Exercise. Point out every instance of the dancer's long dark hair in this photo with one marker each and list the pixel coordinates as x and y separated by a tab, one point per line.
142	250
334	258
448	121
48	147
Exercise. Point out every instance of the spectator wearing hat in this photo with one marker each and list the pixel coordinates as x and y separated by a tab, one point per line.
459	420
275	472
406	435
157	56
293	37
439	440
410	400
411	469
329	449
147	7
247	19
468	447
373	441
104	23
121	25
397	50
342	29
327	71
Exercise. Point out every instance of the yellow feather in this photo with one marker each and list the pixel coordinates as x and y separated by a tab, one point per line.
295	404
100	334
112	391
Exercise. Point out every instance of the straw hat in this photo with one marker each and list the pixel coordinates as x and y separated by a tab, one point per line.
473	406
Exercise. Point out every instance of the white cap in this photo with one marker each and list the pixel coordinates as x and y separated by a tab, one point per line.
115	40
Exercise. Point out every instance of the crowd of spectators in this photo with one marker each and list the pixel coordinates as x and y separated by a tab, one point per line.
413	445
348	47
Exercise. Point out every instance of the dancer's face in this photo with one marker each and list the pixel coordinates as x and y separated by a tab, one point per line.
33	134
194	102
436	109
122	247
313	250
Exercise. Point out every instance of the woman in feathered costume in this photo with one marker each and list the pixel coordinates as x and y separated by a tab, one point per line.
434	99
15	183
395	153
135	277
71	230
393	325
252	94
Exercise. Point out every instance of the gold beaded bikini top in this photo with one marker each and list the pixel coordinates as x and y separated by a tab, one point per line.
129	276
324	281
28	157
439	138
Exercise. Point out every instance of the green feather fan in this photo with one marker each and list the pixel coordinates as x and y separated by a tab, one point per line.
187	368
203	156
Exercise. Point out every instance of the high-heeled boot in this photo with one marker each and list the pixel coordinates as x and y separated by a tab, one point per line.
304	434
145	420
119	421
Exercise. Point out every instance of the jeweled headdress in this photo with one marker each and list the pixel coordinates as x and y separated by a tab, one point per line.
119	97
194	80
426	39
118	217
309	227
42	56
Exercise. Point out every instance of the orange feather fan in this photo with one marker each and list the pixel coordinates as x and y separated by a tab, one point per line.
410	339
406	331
--*--
Reproduce all of the rows above verbatim, line for line and in the same order.

Exercise. Point out every instance of the dancer's long dark hair in this photo with one marker each and list the pixel coordinates as x and y separated by a tab, one point per line.
142	250
334	258
448	121
48	147
Exercise. Point out every instance of the spectator wearing hat in this photo with one marker each and list the pixel coordinates as x and y separated by a tab, one point per line.
459	420
275	472
406	435
157	56
293	37
439	440
410	400
411	469
329	449
147	7
247	19
468	447
373	441
104	23
121	25
397	50
342	29
327	71
Exercise. Point out every instance of the yellow feather in this photo with one marker each and list the pixel coordinates as x and y separated by a tab, one point per line.
295	404
100	334
112	391
Exercise. Point out every instance of the straw hat in this photo with one marker each and list the pixel coordinates as x and y separated by a tab, one point per line.
473	406
Exercise. Point out every instance of the white cap in this photo with one marker each and list the pixel coordinates as x and y separated by a tab, one point per line.
115	40
Exercise. Point out every instance of the crowd of spectators in this photo with one marker each and list the pixel coordinates as x and y separated by a tab, one point per line.
413	445
348	47
Exercise. Point out every instance of the dancer's face in this photo with one marker each and list the pixel coordinates as x and y separated by a tab, one point per line.
33	134
194	102
436	109
122	247
313	250
Exercise. Point out every instance of the woman in feathered costume in this photo with one marker each and list the pixel coordinates as x and y separated by a tab, one point per line.
434	99
15	183
395	153
135	277
71	230
393	325
252	94
Exercise. Point out every instance of the gold beaded bikini top in this photo with one marker each and list the pixel coordinates as x and y separated by a tab, one point per line.
129	276
324	281
28	157
439	138
Exercise. Point out every instance of the green feather fan in this photo with one marker each and list the pixel coordinates as x and y separated by a tab, one point per line.
187	368
203	156
Exercise. Point out every instance of the high-heeled boot in this photo with one marker each and list the pixel coordinates as x and y separated by a tab, one point per line.
304	434
145	420
119	421
Exercise. Point out every instance of the jeweled headdress in this photo with one marker each and list the pixel coordinates as x and y separated by a tab, one point per line.
119	97
194	80
426	39
118	217
309	227
42	56
Exercise. Point out every instance of the orange feather fan in this photo with one marker each and list the pixel coordinates as x and y separated by a tab, one point per line.
410	339
406	331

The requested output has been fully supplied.